Reading text:
Is NFPA's NEC Calculation Correct?

[jar546]

An industrial multi-building facility has its service at the rear of its main building and then provides 480Y/277-volt feeders to additional buildings behind the main building in order to segregate certain processes. The facility supplies its remote buildings through a partially enclosed access corridor that extends from the main switchboard rearward along a path that provides convenient access to services within 15 m (50 ft) of each additional building supplied. Two building feeders share a common raceway for approximately 45 m (150 ft) and run in the access corridor along with process steam and control and communications cabling. The steam raises the ambient temperature around the power raceway to as much as 35°C. At a tee fitting, the individual building feeders then run to each of the two buildings involved. The feeder neutrals are not connected to the equipment grounding conductors in the remote buildings. All distribution equipment terminations are listed as being suitable for 75°C connections.

Each of the two buildings has the following loads:

• Lighting, 11,600 VA, comprised of electric-discharge luminaires connected at 277 V
• Receptacles, 22 125-volt, 20-ampere receptacles on general-purpose branch circuits, supplied by separately derived systems in each of the buildings
• 1 Air compressor, 460 volt, three phase, 5 hp
• 1 Grinder, 460 volt, three phase, 1.5 hp
• 3 Welders, AC transformer type (nameplate: 23 amperes, 480 volts, 60 percent duty cycle)
• 3 Industrial Process Dryers, 480 volt, three phase, 15 kW each (assume continuous use throughout certain shifts)

Determine the overcurrent protection and conductor size for the feeders in the common raceway, assuming the use of XHHW-2 insulation (90°C):

Calculated Load {Note: For reasonable precision, volt-ampere calculations are carried to three significant figures only; where loads are converted to amperes, the results are rounded to the nearest ampere [see 220.5(B)]}.

This is what they come up with as an example for us to follow:

• Noncontinuous Loads: 38,886 VA
• Continuous Loads: 56,600 VA
• Total Load: 109,636 VA (with continuous loads adjusted)
• Current: 132 A
• Conductor Size: 1/0 AWG copper with XHHW-2 insulation.
• Overcurrent Protection: 150 A circuit breaker. - Would a 175A also be acceptable?

 

[wwhitney]

Noncontinuous Loads: 38,886 VA
Continuous Loads: 56,600 VA

First step is to check these totals. The continuous loads total is easy to confirm, as it appears the only loads being treated as continuous are the lighting and the 3 industrial process dryers, and those add up to 11,600 + 3 * 15,000 = 56,600 VA as above. That leaves the non-continuous loads.

Rows:
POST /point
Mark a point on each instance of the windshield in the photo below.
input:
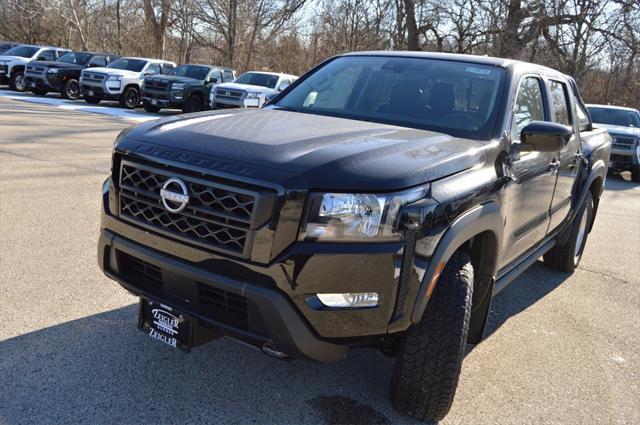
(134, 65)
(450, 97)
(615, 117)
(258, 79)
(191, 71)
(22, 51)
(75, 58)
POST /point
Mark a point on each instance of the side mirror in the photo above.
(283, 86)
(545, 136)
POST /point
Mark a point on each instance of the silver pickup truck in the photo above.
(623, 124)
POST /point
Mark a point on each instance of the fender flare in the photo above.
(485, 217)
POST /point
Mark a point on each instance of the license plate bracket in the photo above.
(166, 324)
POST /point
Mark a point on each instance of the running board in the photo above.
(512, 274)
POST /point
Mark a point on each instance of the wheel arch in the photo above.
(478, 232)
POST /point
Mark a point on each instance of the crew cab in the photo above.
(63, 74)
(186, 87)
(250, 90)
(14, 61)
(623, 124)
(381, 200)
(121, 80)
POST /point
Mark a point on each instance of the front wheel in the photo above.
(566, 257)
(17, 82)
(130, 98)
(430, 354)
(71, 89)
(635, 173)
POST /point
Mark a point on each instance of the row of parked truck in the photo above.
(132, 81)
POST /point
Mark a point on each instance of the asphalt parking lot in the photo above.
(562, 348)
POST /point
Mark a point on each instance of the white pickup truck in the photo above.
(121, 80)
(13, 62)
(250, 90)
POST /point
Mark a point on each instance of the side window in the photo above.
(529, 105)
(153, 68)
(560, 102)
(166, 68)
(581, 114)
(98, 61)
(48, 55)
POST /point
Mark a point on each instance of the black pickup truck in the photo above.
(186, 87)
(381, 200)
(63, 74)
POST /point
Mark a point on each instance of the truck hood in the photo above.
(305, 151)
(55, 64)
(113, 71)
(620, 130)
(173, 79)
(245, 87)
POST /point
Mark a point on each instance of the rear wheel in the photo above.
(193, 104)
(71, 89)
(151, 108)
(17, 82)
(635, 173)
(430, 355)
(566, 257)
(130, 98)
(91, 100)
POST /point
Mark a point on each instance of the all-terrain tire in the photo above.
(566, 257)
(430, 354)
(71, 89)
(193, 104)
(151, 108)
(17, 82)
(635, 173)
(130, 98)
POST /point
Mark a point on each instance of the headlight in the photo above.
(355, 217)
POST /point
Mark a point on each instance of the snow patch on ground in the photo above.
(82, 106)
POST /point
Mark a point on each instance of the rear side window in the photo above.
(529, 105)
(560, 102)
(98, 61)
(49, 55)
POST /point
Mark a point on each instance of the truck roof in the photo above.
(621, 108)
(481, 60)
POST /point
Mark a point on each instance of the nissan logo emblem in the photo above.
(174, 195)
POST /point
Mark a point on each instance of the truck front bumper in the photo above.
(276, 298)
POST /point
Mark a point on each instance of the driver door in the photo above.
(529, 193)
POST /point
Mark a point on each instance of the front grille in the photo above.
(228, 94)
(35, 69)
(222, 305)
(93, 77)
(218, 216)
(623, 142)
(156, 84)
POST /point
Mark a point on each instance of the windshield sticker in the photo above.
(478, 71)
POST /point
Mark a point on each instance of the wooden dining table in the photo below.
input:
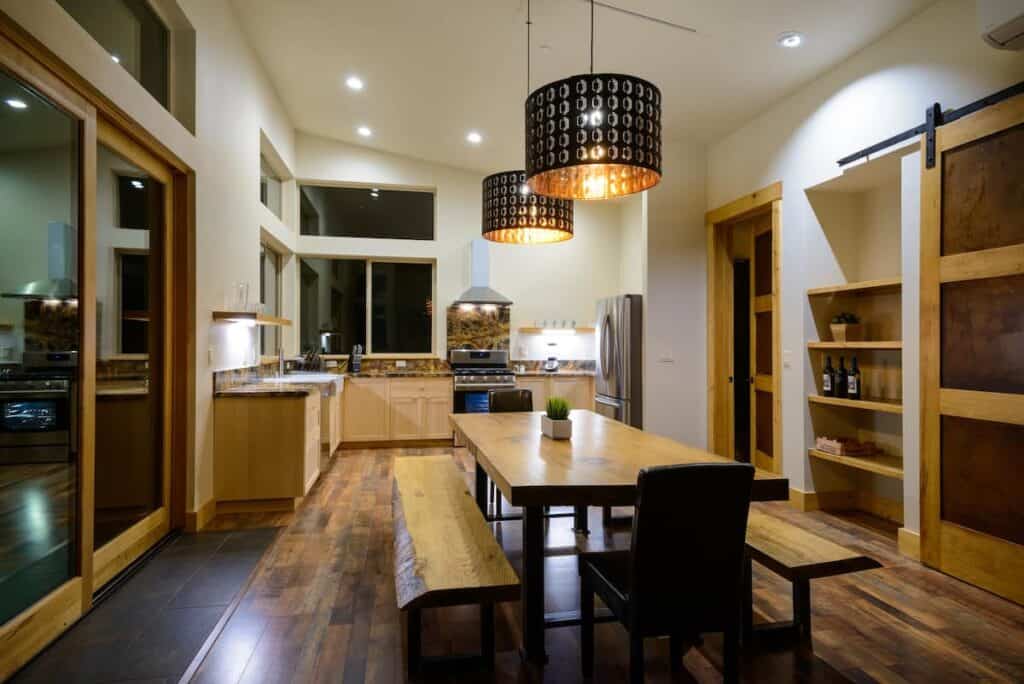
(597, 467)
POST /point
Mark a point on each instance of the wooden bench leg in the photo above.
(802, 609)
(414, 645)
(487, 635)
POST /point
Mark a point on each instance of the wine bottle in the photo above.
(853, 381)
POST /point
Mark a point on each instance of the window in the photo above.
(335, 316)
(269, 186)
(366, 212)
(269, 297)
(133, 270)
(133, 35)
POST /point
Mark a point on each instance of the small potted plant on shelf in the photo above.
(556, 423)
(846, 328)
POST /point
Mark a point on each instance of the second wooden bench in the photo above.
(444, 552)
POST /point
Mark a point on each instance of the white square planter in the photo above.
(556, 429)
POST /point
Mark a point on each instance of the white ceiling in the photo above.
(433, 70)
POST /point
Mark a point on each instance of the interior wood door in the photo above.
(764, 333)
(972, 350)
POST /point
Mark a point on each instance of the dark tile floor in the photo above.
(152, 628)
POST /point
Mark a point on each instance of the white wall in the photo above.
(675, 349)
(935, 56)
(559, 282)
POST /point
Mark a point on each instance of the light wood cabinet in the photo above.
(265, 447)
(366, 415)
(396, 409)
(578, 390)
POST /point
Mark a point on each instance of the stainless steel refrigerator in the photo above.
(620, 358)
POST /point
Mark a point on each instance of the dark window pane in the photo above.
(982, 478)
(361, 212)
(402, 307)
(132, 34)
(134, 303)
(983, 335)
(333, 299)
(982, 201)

Objectives:
1. In the forum thread on the NEC feeder calculation, how does the reply confirm the continuous loads total of 56,600 VA?
2. Can you extract the passage of the NEC calculation thread from "Each of the two buildings has" to "throughout certain shifts)"?

Expected responses:
1. The only loads treated as continuous appear to be the lighting and the three industrial process dryers. Their sum is 11,600 + 3 × 15,000 = 56,600 VA.

2.
Each of the two buildings has the following loads:

• Lighting, 11,600 VA, comprised of electric-discharge luminaires connected at 277 V
• Receptacles, 22 125-volt, 20-ampere receptacles on general-purpose branch circuits, supplied by separately derived systems in each of the buildings
• 1 Air compressor, 460 volt, three phase, 5 hp
• 1 Grinder, 460 volt, three phase, 1.5 hp
• 3 Welders, AC transformer type (nameplate: 23 amperes, 480 volts, 60 percent duty cycle)
• 3 Industrial Process Dryers, 480 volt, three phase, 15 kW each (assume continuous use throughout certain shifts)